Teseo redimió a su pueblo matando al Minotauro y logrando escapar de la trampa de intrincados caminos planteada por Dédalo. Y su hazaña quedó desde la antigüedad como uno de los mitos más populares de la cultura griega. El del Minotauro es el primer laberinto icónico de la historia, pero es imposible encontrar las trazas del origen de este singular desafío arquitectónico lleno de connotaciones simbólicas. El laberinto es, en sí, una elaboración característica de la mente humana, y es por ello un fenómeno universal, atemporal y sin fronteras. El laberinto cretense es el prototipo del llamado laberinto clásico, univiario, esto es, edificado alrededor de una única vía, sin cierres en falso ni vías muertas, formado por siete circuitos delimitados por ocho paredes que delimitan el espacio central. Siete es el número de las esferas planetarias, de los días de la semana o de los días de cada una de las fases lunares. El enorme valor simbólico del número siete para los griegos (y no únicamente para ellos) está pues muy presente en el modelo del laberinto clásico. Llegar hasta el centro del mismo y volver al punto de partida recorriendo sus “calles” representa la evolución e involución del universo, así como un viaje iniciático al centro de nosotros mismos. No son, con todo, los griegos los inventores del laberinto. Su origen es incierto, pero se pueden rastrear desde el Neolítico o la Edad del Bronce los primeros esbozos esculpidos en roca o pintados sobre la superficie de vasos cerámicos. El significado de estos primitivos laberintos se nos escapa, no obstante, por completo. Y más allá de la excepcional impronta cultural del laberinto del Minotauro, convertido en un ícono enormemente longevo, muy presente en el mundo romano a través de monedas así como de frescos y mosaicos desplegados en las villas de los ciudadanos más pudientes, su historicidad (no, naturalmente la del Minotauro, sí la del laberinto propiamente dicho) es, cuando menos, dudosa.

• **DATOS PROPORCIONADOS**
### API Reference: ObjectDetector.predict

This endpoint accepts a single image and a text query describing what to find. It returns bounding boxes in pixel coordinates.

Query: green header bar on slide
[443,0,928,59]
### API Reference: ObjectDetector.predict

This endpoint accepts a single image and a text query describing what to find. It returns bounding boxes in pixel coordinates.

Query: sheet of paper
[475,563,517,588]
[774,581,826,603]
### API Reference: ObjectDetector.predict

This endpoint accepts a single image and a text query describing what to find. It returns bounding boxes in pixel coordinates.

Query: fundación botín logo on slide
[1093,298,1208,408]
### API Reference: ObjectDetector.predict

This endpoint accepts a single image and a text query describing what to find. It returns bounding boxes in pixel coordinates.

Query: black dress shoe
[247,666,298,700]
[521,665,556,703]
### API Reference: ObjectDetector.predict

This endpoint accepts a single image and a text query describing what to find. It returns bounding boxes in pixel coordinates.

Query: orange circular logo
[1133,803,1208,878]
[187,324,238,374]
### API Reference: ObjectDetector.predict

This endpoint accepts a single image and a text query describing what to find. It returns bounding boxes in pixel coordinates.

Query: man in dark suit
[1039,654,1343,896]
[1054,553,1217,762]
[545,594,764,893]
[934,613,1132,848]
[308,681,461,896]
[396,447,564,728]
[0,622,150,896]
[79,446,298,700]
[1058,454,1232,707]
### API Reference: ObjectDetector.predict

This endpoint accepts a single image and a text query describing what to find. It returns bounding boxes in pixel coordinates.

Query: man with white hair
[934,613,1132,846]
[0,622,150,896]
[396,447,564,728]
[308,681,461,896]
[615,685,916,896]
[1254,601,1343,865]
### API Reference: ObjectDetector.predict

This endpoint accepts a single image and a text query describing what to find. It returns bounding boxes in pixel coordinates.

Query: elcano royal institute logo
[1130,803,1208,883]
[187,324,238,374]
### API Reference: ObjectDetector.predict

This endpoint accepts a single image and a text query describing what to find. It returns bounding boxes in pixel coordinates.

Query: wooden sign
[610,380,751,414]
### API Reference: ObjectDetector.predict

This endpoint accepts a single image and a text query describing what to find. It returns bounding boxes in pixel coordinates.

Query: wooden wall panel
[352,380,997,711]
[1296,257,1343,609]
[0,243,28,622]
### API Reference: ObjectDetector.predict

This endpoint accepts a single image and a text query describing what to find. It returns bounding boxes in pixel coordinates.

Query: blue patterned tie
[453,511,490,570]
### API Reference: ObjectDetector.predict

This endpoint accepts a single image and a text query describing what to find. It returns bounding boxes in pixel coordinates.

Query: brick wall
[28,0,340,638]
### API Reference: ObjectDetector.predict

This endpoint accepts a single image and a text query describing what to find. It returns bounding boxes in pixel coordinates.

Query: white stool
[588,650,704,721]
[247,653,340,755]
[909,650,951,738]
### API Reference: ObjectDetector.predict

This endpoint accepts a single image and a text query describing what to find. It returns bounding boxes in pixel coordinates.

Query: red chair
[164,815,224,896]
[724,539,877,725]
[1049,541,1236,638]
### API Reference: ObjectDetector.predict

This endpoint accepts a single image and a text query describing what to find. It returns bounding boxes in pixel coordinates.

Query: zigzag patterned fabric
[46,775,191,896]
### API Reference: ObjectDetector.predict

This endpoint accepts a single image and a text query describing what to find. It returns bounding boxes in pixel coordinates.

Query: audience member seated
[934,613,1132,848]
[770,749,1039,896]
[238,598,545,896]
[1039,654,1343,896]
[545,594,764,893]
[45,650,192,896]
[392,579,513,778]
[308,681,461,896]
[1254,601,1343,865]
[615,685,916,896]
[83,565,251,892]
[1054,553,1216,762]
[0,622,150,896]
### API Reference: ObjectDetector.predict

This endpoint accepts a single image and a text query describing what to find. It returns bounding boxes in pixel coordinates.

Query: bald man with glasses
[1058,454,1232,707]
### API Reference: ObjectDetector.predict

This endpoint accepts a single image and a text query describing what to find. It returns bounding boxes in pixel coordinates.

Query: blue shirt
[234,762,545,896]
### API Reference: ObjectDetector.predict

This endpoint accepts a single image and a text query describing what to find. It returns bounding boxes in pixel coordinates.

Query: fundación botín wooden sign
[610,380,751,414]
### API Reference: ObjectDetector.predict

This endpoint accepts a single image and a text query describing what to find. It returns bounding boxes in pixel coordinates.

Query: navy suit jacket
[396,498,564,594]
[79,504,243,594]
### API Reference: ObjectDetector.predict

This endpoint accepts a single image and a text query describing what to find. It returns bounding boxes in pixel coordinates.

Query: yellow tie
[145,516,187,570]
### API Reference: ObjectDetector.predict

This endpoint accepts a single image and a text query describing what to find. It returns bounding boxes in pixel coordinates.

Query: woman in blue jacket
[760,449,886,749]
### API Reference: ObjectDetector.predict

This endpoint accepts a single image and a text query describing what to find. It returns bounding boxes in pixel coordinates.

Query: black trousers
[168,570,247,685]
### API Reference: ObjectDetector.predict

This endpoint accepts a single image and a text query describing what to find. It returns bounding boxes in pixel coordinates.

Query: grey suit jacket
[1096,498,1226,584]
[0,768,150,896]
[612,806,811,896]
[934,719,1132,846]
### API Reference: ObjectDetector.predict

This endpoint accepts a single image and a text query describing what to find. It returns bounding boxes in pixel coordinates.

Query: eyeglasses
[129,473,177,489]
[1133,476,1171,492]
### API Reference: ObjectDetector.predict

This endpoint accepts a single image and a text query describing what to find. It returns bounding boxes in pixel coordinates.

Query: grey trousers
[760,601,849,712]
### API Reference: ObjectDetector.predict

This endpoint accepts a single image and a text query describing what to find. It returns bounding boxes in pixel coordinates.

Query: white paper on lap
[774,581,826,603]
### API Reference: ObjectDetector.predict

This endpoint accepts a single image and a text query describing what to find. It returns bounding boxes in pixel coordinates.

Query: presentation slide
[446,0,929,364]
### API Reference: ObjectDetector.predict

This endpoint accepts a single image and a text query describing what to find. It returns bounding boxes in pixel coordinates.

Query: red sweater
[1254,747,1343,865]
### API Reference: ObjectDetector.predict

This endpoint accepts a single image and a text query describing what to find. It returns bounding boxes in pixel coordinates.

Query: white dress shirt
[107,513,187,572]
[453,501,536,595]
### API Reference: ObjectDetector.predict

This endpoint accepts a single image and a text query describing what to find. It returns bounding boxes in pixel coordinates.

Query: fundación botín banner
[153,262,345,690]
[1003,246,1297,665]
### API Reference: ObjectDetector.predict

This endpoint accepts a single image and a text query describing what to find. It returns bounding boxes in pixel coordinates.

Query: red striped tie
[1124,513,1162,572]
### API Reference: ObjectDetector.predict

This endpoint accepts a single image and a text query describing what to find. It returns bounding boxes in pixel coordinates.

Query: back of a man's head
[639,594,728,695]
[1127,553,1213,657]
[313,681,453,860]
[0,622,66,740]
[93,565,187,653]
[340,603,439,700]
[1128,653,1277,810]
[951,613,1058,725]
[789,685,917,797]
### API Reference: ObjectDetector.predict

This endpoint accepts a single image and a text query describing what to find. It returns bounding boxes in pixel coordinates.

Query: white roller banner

• **REQUISITOS**
**a.** Según el texto sobre los laberintos, ¿cuántos circuitos forman el laberinto clásico?
**b.** Prosigue el texto sobre los laberintos a partir de su última oración.

• **RESPUESTAS**
**a.** Siete circuitos, delimitados por ocho paredes.

**b.**
Es en la guarida del Minotauro donde hemos de buscar la génesis del laberinto como concepto, como símbolo, como edificio propiamente dicho y como motivo iconográfico.
Los primeros laberintos:
El primer gran laberinto histórico del que conservamos testimonio se encontraba en Hawara, Egipto, en el interior del recinto que contenía la pirámide de Amenemhat III, faraón de la Dinastía XII que reinó en la segunda centuria del II milenio a. C. Sabemos de su existencia por la detallada descripción que de él transmite el historiador griego Heródoto, quien habla de una imponente estructura formada por 12 patios cubiertos, y 3,000 estancias repartidas en dos pisos con techo de piedra, cuya monumentalidad estaba a la altura de cualquiera de las grandes maravillas arquitectónicas del mundo antiguo. Aunque las excavaciones en el yacimiento de Hawara no han revelado rastro alguno del laberinto descrito por Heródoto, la exhaustiva descripción del complejo que ofrece el historiador de Halicarnaso y que asegura haber recorrido, así como la mención al mismo que hace el geógrafo griego Estrabón, subrayando igualmente la grandiosidad del complejo, invita a no desdeñarla como una mera fábula. Por ello, aun a falta de una constatación arqueológica, el de Hawara es el primer laberinto físico del que con cierto grado de seguridad tenemos noticia.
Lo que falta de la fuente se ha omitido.